(WRITTEN REQUEST): Copy the rows below, replacing every "integer pixel values" with "whole-number pixel values" and leaving everything else unchanged.
# Start of RECORDS SHOWN
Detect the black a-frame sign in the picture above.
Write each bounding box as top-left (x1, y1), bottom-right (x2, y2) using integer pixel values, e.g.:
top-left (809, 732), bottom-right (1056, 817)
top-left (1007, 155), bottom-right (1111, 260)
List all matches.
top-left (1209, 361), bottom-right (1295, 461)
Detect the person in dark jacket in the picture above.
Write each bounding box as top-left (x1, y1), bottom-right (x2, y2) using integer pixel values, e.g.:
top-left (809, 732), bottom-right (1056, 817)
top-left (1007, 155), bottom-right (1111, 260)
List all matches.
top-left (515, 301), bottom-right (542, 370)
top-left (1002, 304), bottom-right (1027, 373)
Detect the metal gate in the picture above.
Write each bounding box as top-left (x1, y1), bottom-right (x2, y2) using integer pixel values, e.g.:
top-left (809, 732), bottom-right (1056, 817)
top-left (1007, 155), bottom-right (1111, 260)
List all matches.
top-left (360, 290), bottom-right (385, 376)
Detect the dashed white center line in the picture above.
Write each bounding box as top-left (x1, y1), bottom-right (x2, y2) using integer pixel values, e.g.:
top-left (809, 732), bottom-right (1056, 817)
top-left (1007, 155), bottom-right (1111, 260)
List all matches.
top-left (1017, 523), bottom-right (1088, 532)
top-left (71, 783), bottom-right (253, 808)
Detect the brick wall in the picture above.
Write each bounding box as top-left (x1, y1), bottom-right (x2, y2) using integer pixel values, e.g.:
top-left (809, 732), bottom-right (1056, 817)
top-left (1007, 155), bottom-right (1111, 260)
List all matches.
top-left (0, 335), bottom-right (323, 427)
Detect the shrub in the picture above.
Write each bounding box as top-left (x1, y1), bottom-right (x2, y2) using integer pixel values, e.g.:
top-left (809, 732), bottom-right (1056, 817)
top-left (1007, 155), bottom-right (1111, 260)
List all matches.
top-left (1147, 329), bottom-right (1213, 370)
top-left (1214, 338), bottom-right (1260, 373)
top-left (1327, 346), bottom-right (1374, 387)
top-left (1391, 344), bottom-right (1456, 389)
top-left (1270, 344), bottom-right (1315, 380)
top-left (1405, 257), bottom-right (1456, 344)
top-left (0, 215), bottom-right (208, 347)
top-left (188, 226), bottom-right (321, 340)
# End of RECORDS SHOWN
(FULL OUTPUT):
Detect the black a-frame sign in the picture above.
Write each bounding box as top-left (x1, y1), bottom-right (x2, y2) using whole-number pixel values, e.g.:
top-left (809, 732), bottom-right (1056, 817)
top-left (1007, 155), bottom-right (1111, 260)
List all matches.
top-left (1209, 361), bottom-right (1295, 461)
Detect the person in dark jacket in the picture above.
Write each bounding box as top-left (x1, y1), bottom-right (x2, y2) using whole-number pixel values, e.g.:
top-left (809, 732), bottom-right (1056, 817)
top-left (1007, 155), bottom-right (1111, 260)
List all matches.
top-left (515, 301), bottom-right (542, 370)
top-left (1002, 304), bottom-right (1027, 373)
Detect the metal gate in the picture above.
Write each bounding box as top-left (x1, y1), bottom-right (x2, y2) using whole-number pixel values, e.g.:
top-left (809, 732), bottom-right (1056, 817)
top-left (1007, 155), bottom-right (1111, 260)
List all matches.
top-left (360, 290), bottom-right (385, 376)
Detect the dashed white center line in the picture above.
Write each bounding box as top-left (x1, y1), bottom-right (x2, y2) using whole-number pixel values, e.g.:
top-left (809, 732), bottom-right (1056, 817)
top-left (1007, 155), bottom-right (1111, 260)
List all matches.
top-left (1017, 523), bottom-right (1088, 532)
top-left (71, 783), bottom-right (253, 808)
Detect the brick wall in the picture above.
Write each bounding box as top-left (x1, y1), bottom-right (x2, y2) using whole-number pixel values, e.g.:
top-left (809, 732), bottom-right (1056, 817)
top-left (1007, 155), bottom-right (1111, 260)
List all matches.
top-left (0, 335), bottom-right (323, 427)
Detect the shrub in the picture above.
Write each bounding box as top-left (x1, y1), bottom-right (x2, y2) using whole-number pixel values, e.g.:
top-left (809, 732), bottom-right (1056, 817)
top-left (1007, 155), bottom-right (1111, 260)
List all matches.
top-left (1147, 329), bottom-right (1213, 370)
top-left (1214, 338), bottom-right (1260, 373)
top-left (1327, 346), bottom-right (1374, 387)
top-left (1391, 344), bottom-right (1456, 389)
top-left (1270, 344), bottom-right (1315, 380)
top-left (1405, 257), bottom-right (1456, 344)
top-left (0, 215), bottom-right (208, 347)
top-left (188, 226), bottom-right (321, 340)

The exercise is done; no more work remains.